### Instruction
Reproduce the biography of Hiram Knowles word for word.

### Provided text
^^^^^^^^

Hiram Knowles (January 18, 1834 – April 6, 1911) was a United States district judge of the United States District Court for the District of Montana.

Education and career

Born in Hampden, Maine, Knowles attended Antioch College and received a Bachelor of Laws from Harvard Law School in 1860. He was in private practice in Keokuk, Iowa from 1860 to 1862, then in Dayton, Missouri in 1862 and in Humboldt County, Nevada Territory from 1862 to 1863. He was a district attorney of Humboldt County, Nevada Territory (State of Nevada from October 31, 1864) from 1863 to 1864, and a Humboldt County probate judge from 1864 to 1865 before resuming his private practice in Deer Lodge, Montana Territory from 1866 to 1868. He was an Associate Justice of the Supreme Court of the Territory of Montana from 1868 to 1879. He was again in private practice in Butte, Montana Territory (State of Montana from November 8, 1889) from 1879 to 1890.

Federal judicial service

On January 6, 1890, Knowles was nominated by President Benjamin Harrison to a new seat on the United States District Court for the District of Montana created by 25 Stat. 676. He was confirmed by the United States Senate on February 21, 1890, and received his commission the same day. Knowles retired from the bench on April 15, 1904. He returned to private practice in Missoula, Montana until his death on April 6, 1911, near Idaho Falls, Idaho.

^^^^^^^^

### Stored rows

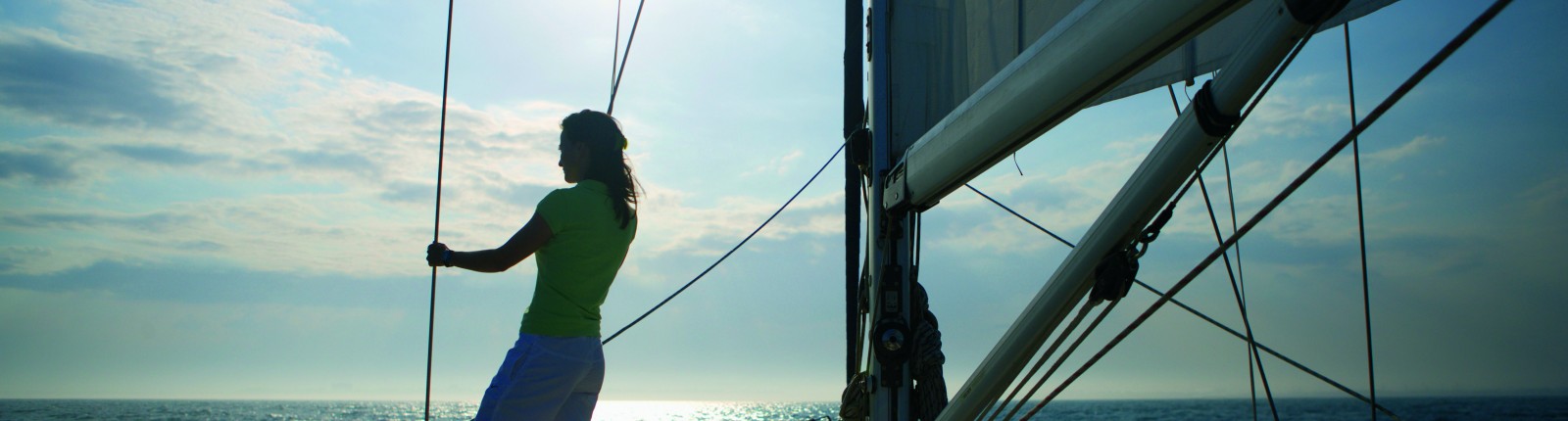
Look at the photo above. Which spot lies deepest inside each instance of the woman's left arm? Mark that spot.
(521, 246)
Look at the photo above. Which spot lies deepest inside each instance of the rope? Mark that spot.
(618, 73)
(441, 159)
(731, 251)
(1410, 83)
(1361, 225)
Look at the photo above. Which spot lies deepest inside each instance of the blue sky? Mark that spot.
(231, 201)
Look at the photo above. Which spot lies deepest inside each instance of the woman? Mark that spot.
(580, 235)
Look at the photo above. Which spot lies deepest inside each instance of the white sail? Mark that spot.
(945, 50)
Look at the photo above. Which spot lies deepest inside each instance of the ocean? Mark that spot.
(623, 410)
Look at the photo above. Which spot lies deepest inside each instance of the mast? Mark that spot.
(854, 120)
(891, 249)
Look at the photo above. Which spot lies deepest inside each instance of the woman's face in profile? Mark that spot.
(574, 160)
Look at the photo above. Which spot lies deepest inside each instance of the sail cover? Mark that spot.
(945, 50)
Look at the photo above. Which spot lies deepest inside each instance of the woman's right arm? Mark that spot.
(521, 246)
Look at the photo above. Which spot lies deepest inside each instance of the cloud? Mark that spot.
(39, 166)
(57, 81)
(1413, 148)
(162, 154)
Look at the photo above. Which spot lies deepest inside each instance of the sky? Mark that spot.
(231, 201)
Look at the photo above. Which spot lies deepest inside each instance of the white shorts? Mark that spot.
(546, 378)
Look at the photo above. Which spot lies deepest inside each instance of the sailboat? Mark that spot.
(956, 86)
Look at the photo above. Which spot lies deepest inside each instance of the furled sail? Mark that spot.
(945, 50)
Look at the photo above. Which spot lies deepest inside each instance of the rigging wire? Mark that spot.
(1410, 83)
(615, 52)
(1361, 225)
(441, 159)
(1015, 213)
(1060, 360)
(615, 86)
(1270, 351)
(1241, 304)
(731, 251)
(1039, 363)
(1239, 335)
(1254, 365)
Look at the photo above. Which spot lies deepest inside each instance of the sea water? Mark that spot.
(623, 410)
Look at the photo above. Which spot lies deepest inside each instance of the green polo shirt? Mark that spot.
(579, 263)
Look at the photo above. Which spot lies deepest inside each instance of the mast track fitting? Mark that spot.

^^^^^^^^

### Response for this exercise
Hiram Knowles (January 18, 1834 – April 6, 1911) was a United States district judge of the United States District Court for the District of Montana.

Education and career

Born in Hampden, Maine, Knowles attended Antioch College and received a Bachelor of Laws from Harvard Law School in 1860. He was in private practice in Keokuk, Iowa from 1860 to 1862, then in Dayton, Missouri in 1862 and in Humboldt County, Nevada Territory from 1862 to 1863. He was a district attorney of Humboldt County, Nevada Territory (State of Nevada from October 31, 1864) from 1863 to 1864, and a Humboldt County probate judge from 1864 to 1865 before resuming his private practice in Deer Lodge, Montana Territory from 1866 to 1868. He was an Associate Justice of the Supreme Court of the Territory of Montana from 1868 to 1879. He was again in private practice in Butte, Montana Territory (State of Montana from November 8, 1889) from 1879 to 1890.

Federal judicial service

On January 6, 1890, Knowles was nominated by President Benjamin Harrison to a new seat on the United States District Court for the District of Montana created by 25 Stat. 676. He was confirmed by the United States Senate on February 21, 1890, and received his commission the same day. Knowles retired from the bench on April 15, 1904. He returned to private practice in Missoula, Montana until his death on April 6, 1911, near Idaho Falls, Idaho.